Copy down all of the data underneath, exactly as shown.

------ Data provided ------

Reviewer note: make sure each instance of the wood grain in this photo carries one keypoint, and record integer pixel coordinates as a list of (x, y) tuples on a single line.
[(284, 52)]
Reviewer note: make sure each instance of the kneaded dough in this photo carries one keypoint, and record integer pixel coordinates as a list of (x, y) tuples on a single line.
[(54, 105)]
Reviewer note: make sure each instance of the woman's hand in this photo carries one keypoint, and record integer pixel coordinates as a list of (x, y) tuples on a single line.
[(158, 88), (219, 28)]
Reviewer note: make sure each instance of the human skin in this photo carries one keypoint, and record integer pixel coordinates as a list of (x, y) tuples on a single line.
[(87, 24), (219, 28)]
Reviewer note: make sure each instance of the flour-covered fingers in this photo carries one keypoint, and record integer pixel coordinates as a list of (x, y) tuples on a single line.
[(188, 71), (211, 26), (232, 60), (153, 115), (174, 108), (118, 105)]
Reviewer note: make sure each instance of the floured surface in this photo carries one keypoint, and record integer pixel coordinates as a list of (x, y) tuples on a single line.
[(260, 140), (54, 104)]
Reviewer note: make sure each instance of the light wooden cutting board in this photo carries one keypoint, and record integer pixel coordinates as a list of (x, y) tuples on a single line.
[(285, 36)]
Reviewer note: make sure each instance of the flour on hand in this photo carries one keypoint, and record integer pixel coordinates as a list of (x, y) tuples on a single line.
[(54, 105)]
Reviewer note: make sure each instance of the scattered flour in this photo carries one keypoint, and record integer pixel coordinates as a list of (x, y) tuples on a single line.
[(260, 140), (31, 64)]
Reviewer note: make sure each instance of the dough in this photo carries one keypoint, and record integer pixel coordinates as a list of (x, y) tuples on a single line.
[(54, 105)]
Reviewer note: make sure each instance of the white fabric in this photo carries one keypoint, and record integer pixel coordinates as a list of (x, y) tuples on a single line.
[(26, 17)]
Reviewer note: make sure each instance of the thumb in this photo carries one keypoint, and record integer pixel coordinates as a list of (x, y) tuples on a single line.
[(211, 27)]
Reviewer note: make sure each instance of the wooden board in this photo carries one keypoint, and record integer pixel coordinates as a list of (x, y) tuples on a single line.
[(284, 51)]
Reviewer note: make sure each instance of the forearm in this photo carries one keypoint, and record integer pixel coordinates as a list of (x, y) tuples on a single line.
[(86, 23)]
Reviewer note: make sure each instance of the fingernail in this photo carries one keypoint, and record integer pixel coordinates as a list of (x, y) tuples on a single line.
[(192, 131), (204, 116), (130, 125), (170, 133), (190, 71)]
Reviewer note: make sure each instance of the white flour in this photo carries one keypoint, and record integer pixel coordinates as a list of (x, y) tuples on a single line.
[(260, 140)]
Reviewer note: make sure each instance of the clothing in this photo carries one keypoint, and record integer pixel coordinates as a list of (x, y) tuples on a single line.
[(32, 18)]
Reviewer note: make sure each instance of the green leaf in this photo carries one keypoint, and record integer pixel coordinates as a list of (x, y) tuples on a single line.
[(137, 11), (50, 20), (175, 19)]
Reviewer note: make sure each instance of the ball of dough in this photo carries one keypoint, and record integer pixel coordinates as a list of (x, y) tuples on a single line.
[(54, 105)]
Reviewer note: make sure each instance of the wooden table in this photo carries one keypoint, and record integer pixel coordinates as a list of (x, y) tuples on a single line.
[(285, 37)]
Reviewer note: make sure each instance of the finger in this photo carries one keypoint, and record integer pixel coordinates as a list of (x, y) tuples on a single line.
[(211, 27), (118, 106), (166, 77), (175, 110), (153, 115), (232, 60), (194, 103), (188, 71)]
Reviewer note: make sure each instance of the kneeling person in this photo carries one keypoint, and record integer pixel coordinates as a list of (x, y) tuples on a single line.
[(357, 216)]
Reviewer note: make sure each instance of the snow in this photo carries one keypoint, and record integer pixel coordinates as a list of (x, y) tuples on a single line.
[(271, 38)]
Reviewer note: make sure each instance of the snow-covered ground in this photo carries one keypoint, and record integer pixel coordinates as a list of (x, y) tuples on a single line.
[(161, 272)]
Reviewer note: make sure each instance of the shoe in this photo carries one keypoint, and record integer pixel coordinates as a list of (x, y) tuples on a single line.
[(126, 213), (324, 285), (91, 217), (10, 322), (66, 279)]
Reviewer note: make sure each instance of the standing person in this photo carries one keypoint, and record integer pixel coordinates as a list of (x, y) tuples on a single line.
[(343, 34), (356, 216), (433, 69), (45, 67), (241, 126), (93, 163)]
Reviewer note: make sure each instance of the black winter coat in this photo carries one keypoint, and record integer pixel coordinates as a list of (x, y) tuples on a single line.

------

*Exercise response*:
Reviewer note: make sure each instance of the wood grain in this photo carries one keypoint, and record integer pixel coordinates as a list of (x, y) tuples on a single line.
[(284, 52)]
Reviewer note: make sure each instance of the kneaded dough in this photo carries one keypoint, and record integer pixel coordinates as a list of (x, y) tuples on a single line.
[(54, 105)]
Reviewer note: make sure each instance of the woman's hand in this photo carries one keypoint, and record integer pixel coordinates as a list of (x, y) tuples on a single line.
[(158, 88), (219, 28)]
Reviewer note: make sure each instance of the human skin in this photo carries one keypoint, and record integer pixel coordinates as a list of (x, y) tuples on a single line.
[(87, 24), (219, 28)]
Reviewer note: make sure each instance of the flour-covered fingers in this photo carries one keypoint, and record integer pixel coordinates as a list of (x, y) tuples on a single line.
[(188, 71), (211, 26), (232, 60), (153, 115), (174, 108), (118, 105)]
Reviewer note: make sure each instance of the floured surface in this photo carries one keypoint, and record integer pixel coordinates as a list of (x, y) tuples on a single line.
[(260, 140), (54, 104)]
Reviewer note: make sure each instance of the light wooden cutting board in this photo carries one keypoint, and record integer pixel coordinates as a list of (x, y) tuples on a single line.
[(285, 36)]
Reviewer note: make sure each instance of the flour on hand in this photo carries one keypoint, and record integer pixel coordinates as a list of (x, y) tuples on a single line.
[(54, 105)]
Reviewer note: make sure each instance of the scattered flour in this photo carries one keypoint, and record integer pixel coordinates as a list of (x, y) tuples on a single line.
[(260, 140), (31, 64)]
Reviewer note: make sure each instance of the dough in this photo carries one keypoint, and record integer pixel coordinates as a list of (x, y) tuples on a single line.
[(54, 105)]
Reviewer note: make sure each instance of the white fabric in this photo carries one keypoint, and record integer pixel coordinates as a list of (x, y) tuples on a single line.
[(26, 17)]
Reviewer note: make sure each instance of the thumb in this photo carries one keypoint, and record integer pixel coordinates as a list of (x, y) tuples on a single line.
[(211, 27)]
Reviewer note: make sure each instance of the wooden board in this photo carries one keypoint, and record integer pixel coordinates as a list of (x, y) tuples on a single line.
[(284, 51)]
Reviewer note: make sure each instance of the forearm in this photo carries one keypoint, and record integer pixel coordinates as a list of (x, y) tuples on a single line.
[(86, 23)]
Reviewer note: make sure each instance of the fingernail in this photo carries one keypoint, and record integer pixel coordinates as a list of (x, y) tuples on a single line.
[(192, 131), (204, 116), (130, 125), (170, 133), (190, 71)]
Reviewer note: make sure each instance of the white flour in this photo carries one keypoint, and record integer pixel coordinates as a list of (x, y) tuples on a single line.
[(260, 140)]
Reviewer note: make sure each instance of the clothing in this photo carries one keypoint, and record integer pixel coordinates as a list of (x, y) tuples on a single line.
[(32, 18)]
Reviewer note: make sure each instance of the green leaf in this photo carries one keypoint, and record integer pixel coordinates as a list of (x, y) tuples on a single line.
[(137, 11), (50, 20), (175, 19)]
Reviewer note: make sure each instance of the ball of dough in this photo carries one keypoint, and record integer pixel coordinates as a list of (x, y) tuples on a single line.
[(54, 105)]
Reviewer note: make sure each instance of the wooden table in this photo carries one keypoint, and record integer pixel coordinates as a list of (x, y) tuples on a single line.
[(285, 37)]
Reviewer note: make sure each instance of the finger in this photo carries one keypoint, and record integer pixel coordinates as a list of (x, y) tuples on a single line.
[(211, 27), (118, 106), (166, 77), (175, 110), (153, 115), (232, 60), (194, 103), (188, 71)]
Reviewer note: make sure each instance of the kneeling person in this photo carries one keypoint, and record integer pixel coordinates as a list of (x, y) tuples on a single line.
[(357, 216)]
Reviewer note: make sure each instance of the snow in this photo carries one keypoint, and record integer pixel coordinates as a list of (x, y) tuples on a single line.
[(271, 38)]
Reviewer note: make sure each instance of the snow-covered ground in this photo carries one keypoint, and record integer pixel coordinates as a list of (x, y) tuples on a single line.
[(161, 272)]
Reviewer note: make sure each instance of the shoe in this photo carries one keypoint, and record integer pixel coordinates as a list of (x, y) tuples on a single line.
[(126, 213), (324, 285), (91, 217), (10, 322), (66, 279)]
Reviewer note: make sure each instance of the standing person in this photo carries one keypoint, and record integer pixel coordinates as a list of (x, y) tuples on a single line.
[(343, 34), (356, 216), (433, 69), (45, 67), (241, 126), (93, 163)]
Reviewer note: make sure each instance of the black winter coat in this photo carries one keypoint, and record integer pixel coordinates as a list of (x, y) tuples on a single line.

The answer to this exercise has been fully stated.